** START OF RECORDS TO PROCESS **

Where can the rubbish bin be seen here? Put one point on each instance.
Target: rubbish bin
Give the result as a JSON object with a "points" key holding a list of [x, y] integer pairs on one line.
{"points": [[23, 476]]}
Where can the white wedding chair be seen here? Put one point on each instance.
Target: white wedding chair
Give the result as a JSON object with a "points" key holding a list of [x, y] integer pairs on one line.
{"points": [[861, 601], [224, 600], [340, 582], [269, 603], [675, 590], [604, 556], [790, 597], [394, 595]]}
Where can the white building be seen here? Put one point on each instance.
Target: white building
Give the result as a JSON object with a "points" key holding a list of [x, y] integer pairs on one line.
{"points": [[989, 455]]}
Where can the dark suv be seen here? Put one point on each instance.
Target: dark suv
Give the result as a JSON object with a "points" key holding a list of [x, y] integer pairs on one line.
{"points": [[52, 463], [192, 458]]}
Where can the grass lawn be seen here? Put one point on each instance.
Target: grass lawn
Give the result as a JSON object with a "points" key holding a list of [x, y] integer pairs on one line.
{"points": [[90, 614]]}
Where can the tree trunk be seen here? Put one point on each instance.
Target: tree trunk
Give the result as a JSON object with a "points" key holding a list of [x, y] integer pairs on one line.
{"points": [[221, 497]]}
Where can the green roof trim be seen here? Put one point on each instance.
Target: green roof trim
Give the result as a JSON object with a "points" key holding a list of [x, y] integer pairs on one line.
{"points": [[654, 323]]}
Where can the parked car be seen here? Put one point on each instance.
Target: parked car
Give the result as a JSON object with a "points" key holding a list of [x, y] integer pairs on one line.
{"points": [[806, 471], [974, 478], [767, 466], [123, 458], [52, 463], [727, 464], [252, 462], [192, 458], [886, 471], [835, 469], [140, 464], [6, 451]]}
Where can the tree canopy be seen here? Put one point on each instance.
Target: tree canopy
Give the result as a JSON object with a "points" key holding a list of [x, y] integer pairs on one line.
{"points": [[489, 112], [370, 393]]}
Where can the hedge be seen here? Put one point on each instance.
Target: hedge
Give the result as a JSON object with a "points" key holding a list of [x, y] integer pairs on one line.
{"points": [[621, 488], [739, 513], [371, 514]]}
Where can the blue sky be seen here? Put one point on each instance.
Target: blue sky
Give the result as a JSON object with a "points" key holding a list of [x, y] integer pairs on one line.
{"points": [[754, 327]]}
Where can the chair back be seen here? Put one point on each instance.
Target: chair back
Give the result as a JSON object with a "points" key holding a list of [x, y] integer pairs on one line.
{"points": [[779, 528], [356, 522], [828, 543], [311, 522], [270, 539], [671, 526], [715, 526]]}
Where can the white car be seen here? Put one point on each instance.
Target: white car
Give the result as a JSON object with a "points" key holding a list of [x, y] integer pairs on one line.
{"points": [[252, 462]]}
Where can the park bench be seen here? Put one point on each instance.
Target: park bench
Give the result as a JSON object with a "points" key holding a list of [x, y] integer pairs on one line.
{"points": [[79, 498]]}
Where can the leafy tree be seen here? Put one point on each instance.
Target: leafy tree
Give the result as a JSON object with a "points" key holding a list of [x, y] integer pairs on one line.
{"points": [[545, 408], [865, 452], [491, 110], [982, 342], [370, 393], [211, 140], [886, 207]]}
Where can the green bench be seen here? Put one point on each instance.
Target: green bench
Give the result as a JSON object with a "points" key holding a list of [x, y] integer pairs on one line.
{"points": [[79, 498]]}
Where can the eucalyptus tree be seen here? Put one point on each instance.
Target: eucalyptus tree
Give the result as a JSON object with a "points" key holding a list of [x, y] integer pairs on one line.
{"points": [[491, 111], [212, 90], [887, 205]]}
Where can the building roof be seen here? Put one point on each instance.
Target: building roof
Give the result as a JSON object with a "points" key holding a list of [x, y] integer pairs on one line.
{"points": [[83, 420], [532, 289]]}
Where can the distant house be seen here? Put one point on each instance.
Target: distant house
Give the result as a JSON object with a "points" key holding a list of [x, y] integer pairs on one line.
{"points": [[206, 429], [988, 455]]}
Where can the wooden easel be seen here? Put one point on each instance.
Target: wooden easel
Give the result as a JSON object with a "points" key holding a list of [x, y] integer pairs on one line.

** END OF RECORDS TO PROCESS **

• [STATED EXERCISE]: Write down every line of the data exactly as it appears above.

• [FINAL ANSWER]:
Where can the rubbish bin be seen here? Put one point on each instance.
Target: rubbish bin
Give the result as a JSON object with a "points" key holding a list of [x, y] integer pairs on one line.
{"points": [[23, 476]]}
Where can the white wedding chair be seen here? Put one point on each instance.
Target: white wedding chair
Give the result as a JSON object with a "points" key holding a list of [x, y] integer pairs on one line.
{"points": [[861, 601], [224, 600], [340, 582], [269, 603], [675, 590], [604, 556], [790, 597], [394, 595]]}
Where can the white building be seen here? Put one point on each instance.
Target: white building
Give the result as a JSON object with a "points" key holding a list of [x, y] integer pairs on one line.
{"points": [[989, 455]]}
Where can the dark suv be seen here? Put one point on each instance.
Target: dark suv
Give the result as a JSON object with a "points" key holding a list of [x, y] integer pairs on one line.
{"points": [[52, 463], [192, 458]]}
Where can the grass lawn be seen here? Put one point on each instance.
Target: grass lawn
Give the result as a JSON object with a "points" key holding a list of [x, y] integer pairs on one line.
{"points": [[90, 614]]}
Where can the tree trunk be seen here? Put one point on each instance.
Target: tree trunk
Give the result as a JSON object with a "points" key holding a list of [x, y] integer pairs on one line.
{"points": [[221, 497]]}
Where can the green roof trim be seen here? Put one point on each instance.
Target: green roof trim
Give the result as a JSON object with a "points" key holding a list of [x, y] integer pairs on one line.
{"points": [[654, 323]]}
Where can the parked car be seen here? Put one point on each instance.
Target: parked car
Give the result as a JSON object with a "points" key holding a list of [x, y] integer pairs on one line.
{"points": [[806, 471], [974, 478], [767, 466], [123, 458], [52, 463], [727, 464], [252, 462], [192, 458], [886, 471], [835, 469], [140, 464], [6, 451]]}
Where can the tree canopy be seen here? Put one point on each instance.
Target: tree canopy
Give the result as a JSON object with a "points" key holding a list of [x, y] integer pairs on one line.
{"points": [[489, 112], [370, 393]]}
Where can the hedge be seen here? Put one point on each instance.
Target: hedge
Give the result as a JSON object with a "points" key holding a list of [x, y] integer pairs on one line.
{"points": [[621, 488], [739, 513], [371, 514]]}
Where can the blue sky be seen here? Put one point on each instance.
Target: blue sky
Give the result as a JSON object with a "points" key holding a list of [x, y] integer pairs on one line.
{"points": [[754, 327]]}
Where can the chair back be seen here? Put one point on each instance.
Target: chair back
Give the result as a JSON object with a "points" key holding a list of [x, y] integer pairs on one line.
{"points": [[779, 528], [356, 522], [828, 543], [311, 522], [270, 539], [671, 526], [715, 526]]}
Where can the white car be seen here? Put one point on each instance.
Target: white car
Give the result as a JSON object with a "points" key holding a list of [x, y] integer pairs on one line.
{"points": [[252, 462]]}
Where can the park bench be seen here? Put one point on each instance.
Target: park bench
Give the result as a JSON object with a "points" key holding a list of [x, y] integer pairs on one line.
{"points": [[79, 498]]}
Where can the leafy tree be seen here? Put one point on each instance.
Target: leafy tree
Give the result as a JSON object with a "points" key holding a list of [x, y] integer pairs on one line.
{"points": [[545, 408], [865, 452], [491, 110], [982, 342], [370, 393], [211, 140], [886, 207]]}
Where can the green bench be seen here? Put one point on each instance.
Target: green bench
Give the result as a JSON object with a "points" key holding a list of [x, y] integer pairs on one line.
{"points": [[79, 498]]}
Where can the eucalyptus tree be seen here? Put one point on each instance.
Target: eucalyptus tree
Give the result as a JSON object with a "points" key holding a list of [x, y] integer pairs on one line.
{"points": [[491, 111], [212, 90], [887, 205]]}
Where can the building roof be seen here? Put one point on each instance.
Target: building roof
Give the result as a JSON object with a "points" key holding a list of [x, y] integer pairs on one line.
{"points": [[83, 420], [532, 289]]}
Where can the distant house be seen here? Put one point on each instance.
Target: distant house
Give the result as a JSON object with a "points" key holding a list of [x, y] integer pairs on one line.
{"points": [[206, 429], [988, 455]]}
Where can the wooden easel be seen here? Put one point on each instance.
Target: wooden easel
Give the result as a JSON object with a "points" key holding a list of [x, y] integer pairs on one line.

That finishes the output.